Answer these from the actor biography:
(a) In which city was Kirill Käro born?
(b) What was his mother's occupation?
(c) What award did he win for his leading role in The Sniffer?

**SELECTED PASSAGE:**
........

Kirill Valerievich Käro (; born 24 February 1975) is a Russian actor of Estonian descent. He is best known for playing the lead character in 32 episodes of The Sniffer (2013–2017), as George Safronov in 16 episodes of the Netflix sci-fi series Better than Us (2019), and as Sergey in the thriller series To the Lake (2020).

Biography

Early years
Kirill Käro was born in Tallinn, Estonia.
His father was a sea captain of mixed Estonian-Russian descent, and his Russian mother was a teacher. His first cousin, once removed, is actor Volli Käro.
After graduating from secondary school at Lasnamäe in 1992, Käro entered a five-year acting course at the Boris Shchukin Theatre Institute in Moscow. Following graduation in 1997, he continued to work at the  Boris Shchukin Theatre Institute under the mentorship of Armen Dzhigarkhanyan.

Käro returned to Tallinn in 1999, acting at the Russian Theatre for five years, before going back to Moscow to the Praktika Theatre in 2004.

Career
Käro's career in film and television began in 2008 with various small parts. In 2013, he landed the leading role in The Sniffer, for which he won the Association of Film and TV Producers award in the category Best Actor.

........

**DATA:**
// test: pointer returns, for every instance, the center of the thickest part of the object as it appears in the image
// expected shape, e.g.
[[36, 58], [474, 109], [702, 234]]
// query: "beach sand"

........

**RESULT:**
(a) Tallinn, Estonia.
(b) She was a teacher.
(c) The Association of Film and TV Producers award for Best Actor.